**WHAT TO PRODUCE**. Retype the material in full, keeping every word the same.
.....
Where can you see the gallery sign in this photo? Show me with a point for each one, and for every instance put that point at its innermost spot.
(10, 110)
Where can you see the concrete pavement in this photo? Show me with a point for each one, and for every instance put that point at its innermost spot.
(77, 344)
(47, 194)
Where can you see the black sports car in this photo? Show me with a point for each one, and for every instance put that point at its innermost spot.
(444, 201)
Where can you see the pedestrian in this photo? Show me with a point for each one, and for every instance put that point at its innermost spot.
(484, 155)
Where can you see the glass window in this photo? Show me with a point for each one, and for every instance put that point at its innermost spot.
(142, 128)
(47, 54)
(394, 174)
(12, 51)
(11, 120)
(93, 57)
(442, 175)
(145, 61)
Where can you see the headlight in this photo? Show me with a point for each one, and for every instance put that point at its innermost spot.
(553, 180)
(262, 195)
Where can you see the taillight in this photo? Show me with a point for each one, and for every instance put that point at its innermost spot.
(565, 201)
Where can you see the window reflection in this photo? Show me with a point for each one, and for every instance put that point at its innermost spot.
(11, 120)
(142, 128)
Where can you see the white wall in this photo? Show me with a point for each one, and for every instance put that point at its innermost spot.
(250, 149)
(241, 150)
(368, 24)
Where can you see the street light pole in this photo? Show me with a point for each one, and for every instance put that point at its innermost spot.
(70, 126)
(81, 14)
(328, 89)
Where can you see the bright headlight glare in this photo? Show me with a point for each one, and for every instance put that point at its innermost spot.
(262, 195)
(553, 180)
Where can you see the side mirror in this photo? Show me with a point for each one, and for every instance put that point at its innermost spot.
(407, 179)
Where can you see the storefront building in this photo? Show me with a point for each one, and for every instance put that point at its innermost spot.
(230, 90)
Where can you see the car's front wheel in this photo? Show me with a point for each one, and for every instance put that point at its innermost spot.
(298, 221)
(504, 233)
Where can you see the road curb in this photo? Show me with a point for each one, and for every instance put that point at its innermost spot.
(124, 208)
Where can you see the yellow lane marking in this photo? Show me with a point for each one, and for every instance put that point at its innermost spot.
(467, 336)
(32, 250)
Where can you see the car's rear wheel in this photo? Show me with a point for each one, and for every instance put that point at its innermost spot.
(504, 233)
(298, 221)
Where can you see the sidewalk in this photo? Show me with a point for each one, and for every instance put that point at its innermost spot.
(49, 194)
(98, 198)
.....
**SOLVED EXERCISE**.
Where can you see the gallery sign in this photo? Show me with a point for each one, and for every instance put that point at its innermost spot.
(10, 110)
Where can you see the concrete pavement in this photo? Show me with a point for each one, and for every instance put that point at its innermost spot.
(77, 344)
(47, 194)
Where can you see the black sports car in this photo? Show me with a point for each one, and for every instance put that point at its innermost spot.
(444, 201)
Where can you see the pedestrian in this photo? Show me with a point for each one, and for every instance put that point at its innermost spot.
(484, 155)
Where can you see the glass window in this photo? Show me with a point for each one, and for every instance put that point at its innermost spot.
(142, 128)
(47, 54)
(394, 174)
(12, 51)
(11, 120)
(93, 57)
(442, 175)
(145, 61)
Where can you see the headlight in this photo? Show me with a point for each one, and for every instance put that point at its innermost spot.
(553, 180)
(262, 195)
Where can you see the taillight in this photo? Show me with a point for each one, and for every instance put that point at its innermost spot.
(565, 201)
Where can you see the window reflection in this photo? Show me with a point for each one, and for every instance put that point at its innermost spot.
(11, 120)
(142, 128)
Where can you see the white wall in this photo? Show me with a point for each one, and for every instance put that point at its innermost spot.
(250, 149)
(241, 150)
(368, 24)
Where can you see the street light pole in this photo? Show me with a point for each one, and for every instance put that point at its innermost spot.
(70, 126)
(81, 14)
(328, 89)
Where can you see the bright headlight glare in this photo? Show me with a point for each one, and for every instance put that point at its innermost spot.
(262, 195)
(553, 180)
Where can you see the side mirror in this photo? Show me with a point for each one, and for every instance put that point at its innermost spot.
(407, 179)
Where can you see the storefront building in this photo? Show me with a point for each one, and for every instance put that point at its innermost spot.
(230, 90)
Where can you see the car's front wheel in this photo? Show me with a point for each one, and for every instance put that point at its innermost spot.
(298, 221)
(504, 233)
Where can you see the road curb in this photo? Show me with a point for each one, and for every instance put that point at its innermost spot.
(124, 208)
Where can you see the yellow lane marking in this photo? Show me with a point for each one, and for every instance put that point at its innermost spot.
(467, 336)
(32, 250)
Where can you see the car's rear wheel in this photo? Show me with a point for each one, and for every instance put that point at its innermost spot.
(504, 233)
(298, 221)
Where can you see the sidewalk in this photo? Show me with a point for each one, and for every instance put that point at its innermost spot.
(49, 194)
(98, 198)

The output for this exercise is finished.